Case study

SLV Global Mental Health Placement — Jack

Following a degree in psychology at Bournemouth University, and his SLV Global Mental Health Placement in Sri Lanka, Jack landed his dream job as an assistant psychologist

How did participating in the SLV Global Mental Health Placement help you get your job?

As well as the gaining three months of clinical experience in a foreign country, I was able to develop a whole host of transferable skills in Sri Lanka.

The most important skills I gained on the placement were emotional resilience, developed through working in highly-emotive situations, an ability to communicate empathy and sensitivity when language barriers were present and finally the ability to lead a therapeutic team in a challenging, cross-cultural environment.

How often do you use the skills gained from your SLV Global Mental Health Placement?

I am constantly using my interpersonal, organisational and problem-solving skills to meet challenging deadlines.

When working with people who have mental health problems, I find myself employing the non-verbal communication techniques I developed while on the placement, to complement my verbal communication skills.

Furthermore, I now find myself taking full advantage of the tools that are available here in the UK in order to fully optimise my care.

The placement is a unique experience, which sets you apart from other graduates.

What's a typical day like?

I work in an in-patient facility with an NHS Trust and do everything from supporting the psychologists with creating treatment plans for service users and assisting with assessments, to working with clients and their families to implement strategies to promote positive mental health.

I do research and a lot of filing too, which is also really important, but less exciting.

How has your role developed?

During my placement year at University I spent time volunteering on the SLV.Global Mental Health Placement, and then went on to work as an honorary assistant psychologist.

Upon returning to the UK I wished I could do it all over again. I learned so much in Sri Lanka about different approaches to mental health treatment and how to work with diverse and challenging client groups, that I felt I had a lot more to give, which is why I started applying for assistant psychologist posts as soon as I graduated.

What do you enjoy about working in this sector?

* * * * * * * * *

Questions on the material
A – Answer these questions about the case study on Jack's placement:
(i) At which university did Jack take his psychology degree?
(ii) How many months of clinical experience did the placement give him?
(iii) What kind of facility does Jack now work in?
B – Rewrite the stretch of the case study from "As well as the" through "in Sri Lanka.", swapping "clinical experience" for "hands-on experience".
C – Write the next part of the case study on Jack's placement, starting after its final line.

Segmentation mask data

* * * * * * * * *

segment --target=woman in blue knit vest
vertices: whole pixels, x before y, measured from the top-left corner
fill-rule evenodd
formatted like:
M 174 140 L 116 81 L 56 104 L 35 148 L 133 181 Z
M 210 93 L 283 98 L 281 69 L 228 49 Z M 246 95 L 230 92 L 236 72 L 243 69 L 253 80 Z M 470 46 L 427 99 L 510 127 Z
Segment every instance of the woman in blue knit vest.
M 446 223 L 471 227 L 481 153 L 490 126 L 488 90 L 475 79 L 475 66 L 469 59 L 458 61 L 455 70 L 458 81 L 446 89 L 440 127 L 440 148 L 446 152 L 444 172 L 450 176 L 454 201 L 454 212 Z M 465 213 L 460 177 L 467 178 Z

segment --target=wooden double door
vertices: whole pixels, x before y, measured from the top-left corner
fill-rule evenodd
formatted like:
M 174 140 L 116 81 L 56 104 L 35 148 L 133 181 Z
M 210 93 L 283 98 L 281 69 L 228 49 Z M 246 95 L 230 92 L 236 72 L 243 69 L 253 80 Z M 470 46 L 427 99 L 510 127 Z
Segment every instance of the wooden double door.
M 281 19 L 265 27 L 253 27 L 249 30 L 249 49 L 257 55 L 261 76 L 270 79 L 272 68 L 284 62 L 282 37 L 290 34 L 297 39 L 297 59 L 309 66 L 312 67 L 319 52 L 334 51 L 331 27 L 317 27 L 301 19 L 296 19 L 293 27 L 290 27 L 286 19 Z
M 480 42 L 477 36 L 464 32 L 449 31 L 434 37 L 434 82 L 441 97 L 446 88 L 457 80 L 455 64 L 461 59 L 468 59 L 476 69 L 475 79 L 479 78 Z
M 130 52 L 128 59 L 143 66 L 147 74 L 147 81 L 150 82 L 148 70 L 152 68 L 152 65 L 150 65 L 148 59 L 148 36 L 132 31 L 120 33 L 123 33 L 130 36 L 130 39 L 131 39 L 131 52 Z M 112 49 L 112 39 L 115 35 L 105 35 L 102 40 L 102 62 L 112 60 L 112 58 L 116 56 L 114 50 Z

* * * * * * * * *

Numbered answers
A –
(i) Bournemouth University
(ii) Three months
(iii) An in-patient facility with an NHS Trust

B –
As well as the gaining three months of hands-on experience in a foreign country, I was able to develop a whole host of transferable skills in Sri Lanka.

C –
I like knowing that I'm working to help people. I learned in Sri Lanka to really focus on the small changes. Breakthroughs don't happen overnight, but if you focus on small things, like a smile from a service user or if you see an improvement in a specific area like balance or coordination, that's what it’s all about.

If you only focus on the big things chances are you'll miss the times when change is really happening.

What are the challenges?

I currently work with people from all walks of life, all ages and all backgrounds, so although it's incredibly stimulating, my job is not without its difficulties.

On the SLV Global Mental Health Placement I worked with clients who, at times, exhibited challenging behaviour and because of the lack of resources I had to get creative. Thinking outside the box on my placement has helped me to continue work more inventively with service users, which isn't always easy. But what can I say? I like a challenge.

Any advice for someone who wants to get into this job?

Get as much hands-on experience as you can. I know that people say that all the time, but it really helps.

In addition to my honorary assistant psychologist post I've worked as a peer assisted learning leader - delivering lectures to prospective placement year students. I've also worked as a research assistant helping to plan, run and analyse a research project relating to social attention with individuals with autism and borderline personality disorder.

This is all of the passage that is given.